**GIVEN EXERCISE A**. Please give the lines of the listing below as a JSON list of strings, one string per line with blank lines left out, starting at the line that contains "If you could mark the dirt" and ending at the last line of the listing.

**DOCUMENT TEXT**.
========================

A fear that appears both real and justified given Russia’s hand in the rapid militarization of Serbian police forces and the presence of Russian-trained paramilitaries in the Serbian entity of Bosnian-Herzegovina — Republic Srpska.
Alarmingly, it would appear both Serbia and Russia believe the “opportunity to have their revenge” is fast approaching.
Last month The Guardian
reported the shipment of 2,500 automatic rifles from Serbia to the
Serbian dominant entity of Bosnia. Bosnian Serbian authorities have
defended the weapons procurement as a necessity to counter potential
“Islamist” terrorist attacks, but European governments and human rights
activists believe the Russian and Serbian backed militarization of
Republika Srpska will be used to ignite a separatist conflict, putting
Bosniak Muslims in the cross-hairs once again.
Significantly,
Russian President Vladimir Putin sees Dodik as bulwark against Bosnia
becoming a NATO member, and thus why unfolding events in Republika
Srpska look eerily similar to the way things went down when Russia
annexed Crimea in 2014. For instance, the very same Kremlin-backed paramilitary groups that were used by Putin in the conflict in the Ukraine have been deployed and are at the ready of Dodik’s command.
In fact, Putin’s paramilitary biker gang of choice, the Night Wolves, has announced
it will conduct a tour of Serbia and Republika Srpska later this month,
because its leaders are to receive medals from Dodik’s regime, which
should ring alarm bells everywhere.
“This
is part of a larger change in the international order, starting with
the invasion in Georgia, Syria, Ukraine, the meddling in the US
elections,” said Reuf Bajrović,
Bosnia’s former energy minister, who described the appearance of
Kremlin-backed paramilitaries in Republika Srpska to be a “watershed
moment,” adding, “The Russians have decided to use their leverage in the
Balkans to get the outcome they want: the end of the Dayton accords and
the creation of a Serb state-let.”
If
that’s not enough to pique the interest of a largely disinterested
global audience, consider that Serbian President Aleksander Vucic declared last month that Serbia will go to war in alliance with Croats against Bosnian Muslims “should it come to that.”
Even more concerning is the fact that Serbian, and probably Russian, generated anti-Muslim propaganda
has returned to levels not since the early 1990s. In January, Red Star
Belgrade basketball club was fined because its fans displayed an anti-Muslim banner
at one of its games in the Euroleague Basketball competition, while
anti-Muslim rhetoric and hate crimes are on the rise in Serbia and
Republika Srpska, alongside the destruction of mosques and Islamic community centers.

========================

(Records from a collection)
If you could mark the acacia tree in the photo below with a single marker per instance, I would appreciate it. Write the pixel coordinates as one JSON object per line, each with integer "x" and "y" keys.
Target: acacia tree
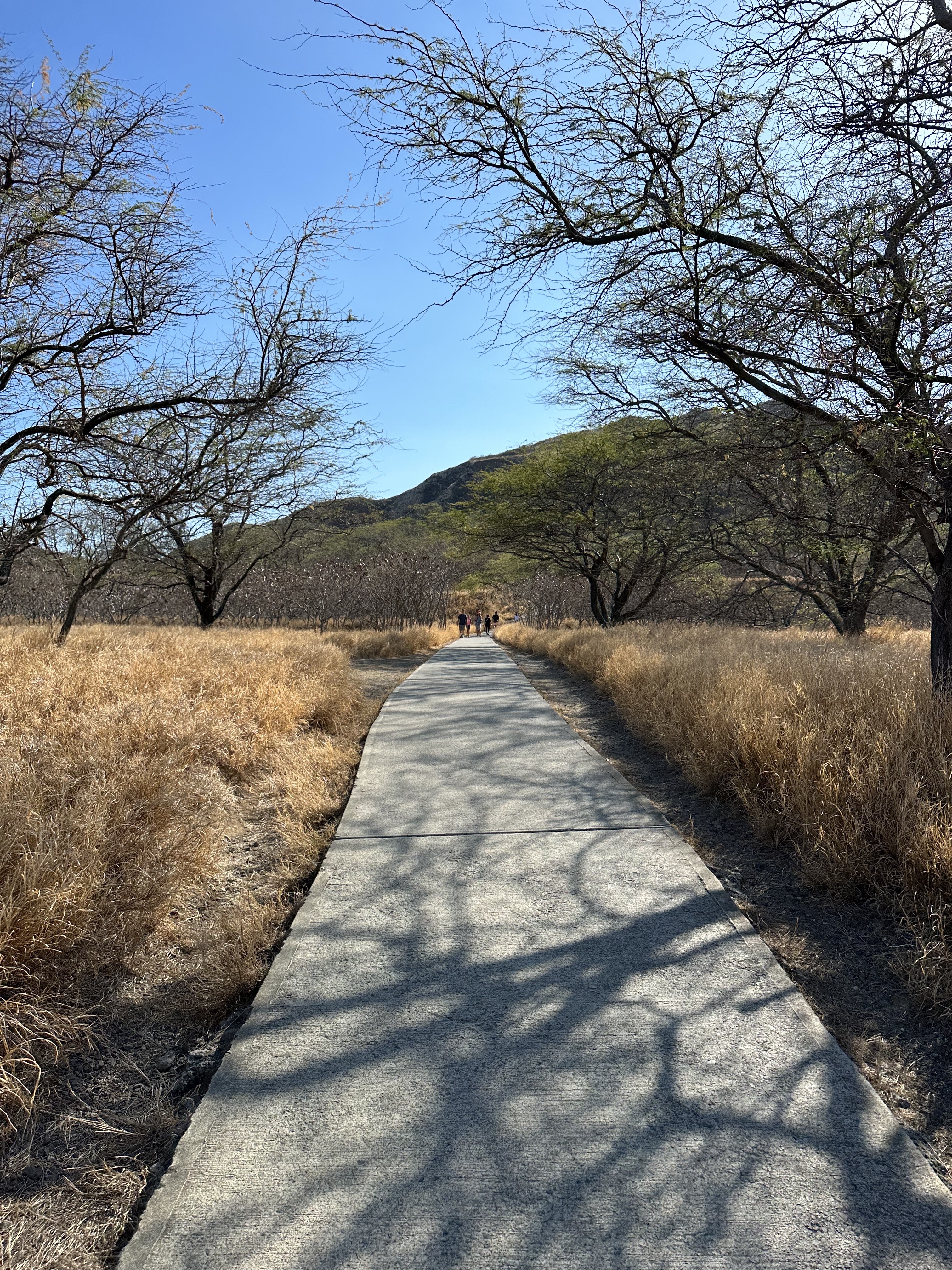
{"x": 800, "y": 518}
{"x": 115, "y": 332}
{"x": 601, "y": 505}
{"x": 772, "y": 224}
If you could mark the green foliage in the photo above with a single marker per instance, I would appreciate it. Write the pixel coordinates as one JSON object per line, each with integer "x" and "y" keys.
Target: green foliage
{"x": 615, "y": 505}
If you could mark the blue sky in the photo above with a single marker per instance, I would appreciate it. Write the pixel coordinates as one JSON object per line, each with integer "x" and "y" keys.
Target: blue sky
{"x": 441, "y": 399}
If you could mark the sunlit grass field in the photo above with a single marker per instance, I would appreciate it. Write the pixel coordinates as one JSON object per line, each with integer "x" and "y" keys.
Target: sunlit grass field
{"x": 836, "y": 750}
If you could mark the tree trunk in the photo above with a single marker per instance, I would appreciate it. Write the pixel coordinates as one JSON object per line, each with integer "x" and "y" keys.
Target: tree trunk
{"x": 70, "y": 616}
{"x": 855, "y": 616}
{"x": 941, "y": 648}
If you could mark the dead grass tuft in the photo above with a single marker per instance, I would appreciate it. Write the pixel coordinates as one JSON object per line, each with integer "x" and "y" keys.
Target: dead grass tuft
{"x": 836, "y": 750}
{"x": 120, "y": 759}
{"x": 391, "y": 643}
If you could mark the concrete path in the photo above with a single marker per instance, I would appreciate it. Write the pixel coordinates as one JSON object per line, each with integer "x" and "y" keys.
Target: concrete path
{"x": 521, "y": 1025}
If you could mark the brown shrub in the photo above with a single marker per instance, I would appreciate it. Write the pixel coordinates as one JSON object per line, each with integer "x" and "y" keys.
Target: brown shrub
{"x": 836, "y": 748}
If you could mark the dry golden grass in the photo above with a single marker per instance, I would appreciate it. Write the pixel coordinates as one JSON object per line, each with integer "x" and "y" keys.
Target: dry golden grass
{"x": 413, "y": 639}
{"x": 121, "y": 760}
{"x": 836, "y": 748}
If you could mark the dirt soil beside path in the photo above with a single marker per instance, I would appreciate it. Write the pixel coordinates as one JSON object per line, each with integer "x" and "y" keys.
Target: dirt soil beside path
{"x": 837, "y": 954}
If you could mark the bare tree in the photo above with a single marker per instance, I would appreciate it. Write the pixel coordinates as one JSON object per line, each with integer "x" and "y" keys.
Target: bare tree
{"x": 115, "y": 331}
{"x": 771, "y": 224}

========================

**GIVEN EXERCISE B**. In the article on Russia and the Balkans, how many automatic rifles does it say were shipped from Serbia to the Serbian dominant entity of Bosnia?

**FULL OUTPUT A**.
[
  "If you could mark the dirt soil beside path in the photo above with a single marker per instance, I would appreciate it. Write the pixel coordinates as one JSON object per line, each with integer \"x\" and \"y\" keys.",
  "Target: dirt soil beside path",
  "{\"x\": 837, \"y\": 954}",
  "If you could mark the bare tree in the photo above with a single marker per instance, I would appreciate it. Write the pixel coordinates as one JSON object per line, each with integer \"x\" and \"y\" keys.",
  "Target: bare tree",
  "{\"x\": 115, \"y\": 331}",
  "{\"x\": 771, \"y\": 224}"
]

**FULL OUTPUT B**. 2,500 automatic rifles.